▶ [EXERCISE GOAL]
Copy out every line from the records that includes "shoreline".

▶ [DATA SHOWN]
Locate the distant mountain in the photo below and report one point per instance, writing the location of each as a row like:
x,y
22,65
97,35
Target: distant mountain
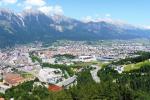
x,y
32,25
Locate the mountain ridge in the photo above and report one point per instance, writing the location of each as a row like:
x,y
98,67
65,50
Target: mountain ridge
x,y
30,26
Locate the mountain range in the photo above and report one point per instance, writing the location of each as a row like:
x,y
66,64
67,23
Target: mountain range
x,y
32,25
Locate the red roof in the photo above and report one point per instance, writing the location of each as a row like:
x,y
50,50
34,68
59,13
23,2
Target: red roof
x,y
11,78
54,88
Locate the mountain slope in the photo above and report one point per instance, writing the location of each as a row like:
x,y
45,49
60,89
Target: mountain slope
x,y
32,25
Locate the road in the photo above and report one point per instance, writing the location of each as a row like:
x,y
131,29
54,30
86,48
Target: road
x,y
94,74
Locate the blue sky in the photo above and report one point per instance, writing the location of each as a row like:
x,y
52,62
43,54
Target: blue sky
x,y
131,11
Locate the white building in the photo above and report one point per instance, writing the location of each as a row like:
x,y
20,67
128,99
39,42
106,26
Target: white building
x,y
50,75
87,58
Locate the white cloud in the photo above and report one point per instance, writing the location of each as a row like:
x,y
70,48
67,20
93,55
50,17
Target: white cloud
x,y
108,15
35,2
8,1
51,10
27,7
88,19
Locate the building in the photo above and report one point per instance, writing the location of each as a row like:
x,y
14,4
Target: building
x,y
3,88
50,75
68,82
13,79
54,88
87,58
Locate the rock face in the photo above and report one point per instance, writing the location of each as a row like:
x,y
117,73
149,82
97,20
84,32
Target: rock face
x,y
32,25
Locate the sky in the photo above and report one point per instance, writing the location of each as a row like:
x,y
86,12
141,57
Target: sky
x,y
135,12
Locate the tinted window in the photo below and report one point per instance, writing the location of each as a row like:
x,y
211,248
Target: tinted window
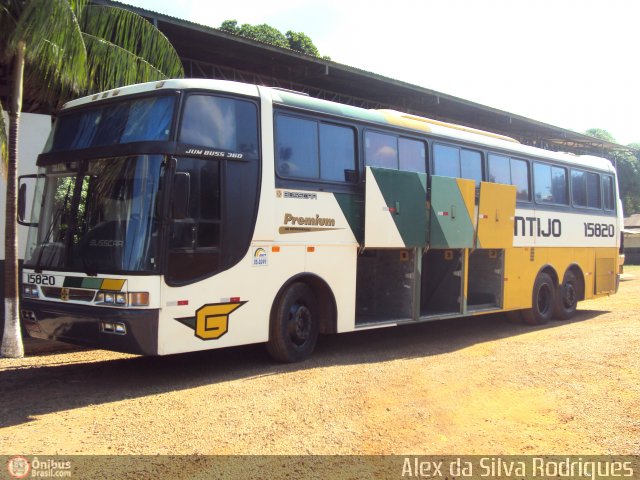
x,y
195,240
145,119
381,150
608,192
511,171
520,178
309,149
296,147
550,184
446,161
413,155
221,123
337,152
594,199
579,188
585,189
471,165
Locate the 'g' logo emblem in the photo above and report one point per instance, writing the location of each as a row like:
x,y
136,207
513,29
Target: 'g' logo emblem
x,y
212,321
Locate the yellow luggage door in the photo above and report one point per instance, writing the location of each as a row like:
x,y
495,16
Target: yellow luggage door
x,y
496,212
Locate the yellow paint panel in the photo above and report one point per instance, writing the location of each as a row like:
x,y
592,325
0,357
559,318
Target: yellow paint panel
x,y
468,192
496,211
519,275
606,271
112,284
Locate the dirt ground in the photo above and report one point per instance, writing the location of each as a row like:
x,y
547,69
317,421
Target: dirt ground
x,y
468,386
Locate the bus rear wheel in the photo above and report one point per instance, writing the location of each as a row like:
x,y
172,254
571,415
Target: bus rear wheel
x,y
567,297
294,326
543,301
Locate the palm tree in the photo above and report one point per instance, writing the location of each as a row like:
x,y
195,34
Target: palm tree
x,y
60,49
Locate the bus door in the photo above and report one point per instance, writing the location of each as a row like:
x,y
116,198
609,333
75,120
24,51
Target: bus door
x,y
396,231
496,211
451,234
395,209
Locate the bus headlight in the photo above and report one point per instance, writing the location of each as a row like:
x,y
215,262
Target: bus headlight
x,y
139,299
132,299
29,290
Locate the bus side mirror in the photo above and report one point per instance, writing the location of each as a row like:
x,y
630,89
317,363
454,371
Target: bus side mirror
x,y
22,202
180,197
22,199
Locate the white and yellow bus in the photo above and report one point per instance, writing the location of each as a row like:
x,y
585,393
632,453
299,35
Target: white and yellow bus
x,y
188,215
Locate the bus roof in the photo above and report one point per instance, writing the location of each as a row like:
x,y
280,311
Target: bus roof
x,y
390,118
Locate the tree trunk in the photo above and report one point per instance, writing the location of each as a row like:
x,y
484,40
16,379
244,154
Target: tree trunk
x,y
12,338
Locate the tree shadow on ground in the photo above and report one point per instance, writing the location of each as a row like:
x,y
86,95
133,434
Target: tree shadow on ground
x,y
30,391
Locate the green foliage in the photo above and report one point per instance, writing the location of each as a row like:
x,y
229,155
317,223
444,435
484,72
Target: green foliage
x,y
264,33
296,41
601,134
300,42
628,168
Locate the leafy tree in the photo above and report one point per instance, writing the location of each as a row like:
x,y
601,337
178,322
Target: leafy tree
x,y
628,168
297,41
230,26
62,48
601,134
300,42
264,33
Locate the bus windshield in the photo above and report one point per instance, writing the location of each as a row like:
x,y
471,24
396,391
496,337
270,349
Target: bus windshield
x,y
98,216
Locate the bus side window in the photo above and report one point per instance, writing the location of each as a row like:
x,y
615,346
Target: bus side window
x,y
413,155
446,161
337,153
608,192
195,239
585,189
513,171
381,150
296,147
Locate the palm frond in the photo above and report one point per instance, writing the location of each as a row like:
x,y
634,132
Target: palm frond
x,y
125,48
55,48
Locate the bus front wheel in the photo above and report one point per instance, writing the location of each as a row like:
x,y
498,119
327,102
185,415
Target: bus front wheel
x,y
543,301
294,326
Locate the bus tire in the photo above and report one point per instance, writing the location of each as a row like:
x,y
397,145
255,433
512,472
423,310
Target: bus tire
x,y
543,301
513,316
567,297
294,325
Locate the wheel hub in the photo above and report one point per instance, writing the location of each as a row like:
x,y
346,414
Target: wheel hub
x,y
299,323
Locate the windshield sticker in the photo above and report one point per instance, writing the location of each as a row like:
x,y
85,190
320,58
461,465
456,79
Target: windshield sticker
x,y
202,152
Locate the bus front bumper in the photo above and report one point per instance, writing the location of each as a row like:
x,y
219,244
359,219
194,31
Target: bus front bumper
x,y
118,329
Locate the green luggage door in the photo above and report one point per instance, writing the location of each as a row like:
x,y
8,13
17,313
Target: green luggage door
x,y
452,212
395,209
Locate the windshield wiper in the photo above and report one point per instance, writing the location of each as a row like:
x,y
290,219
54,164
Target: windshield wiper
x,y
54,221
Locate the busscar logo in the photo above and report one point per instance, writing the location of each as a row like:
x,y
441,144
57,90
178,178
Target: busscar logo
x,y
296,224
260,257
18,467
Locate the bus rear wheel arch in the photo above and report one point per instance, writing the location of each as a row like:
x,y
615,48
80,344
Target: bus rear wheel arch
x,y
570,291
543,300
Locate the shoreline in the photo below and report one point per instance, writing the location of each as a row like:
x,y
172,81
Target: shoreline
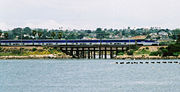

▶ [WRITTEN REPLY]
Locate the shoreline in the photo below and report one point per instance, writing the location of each as a row like:
Target: shoreline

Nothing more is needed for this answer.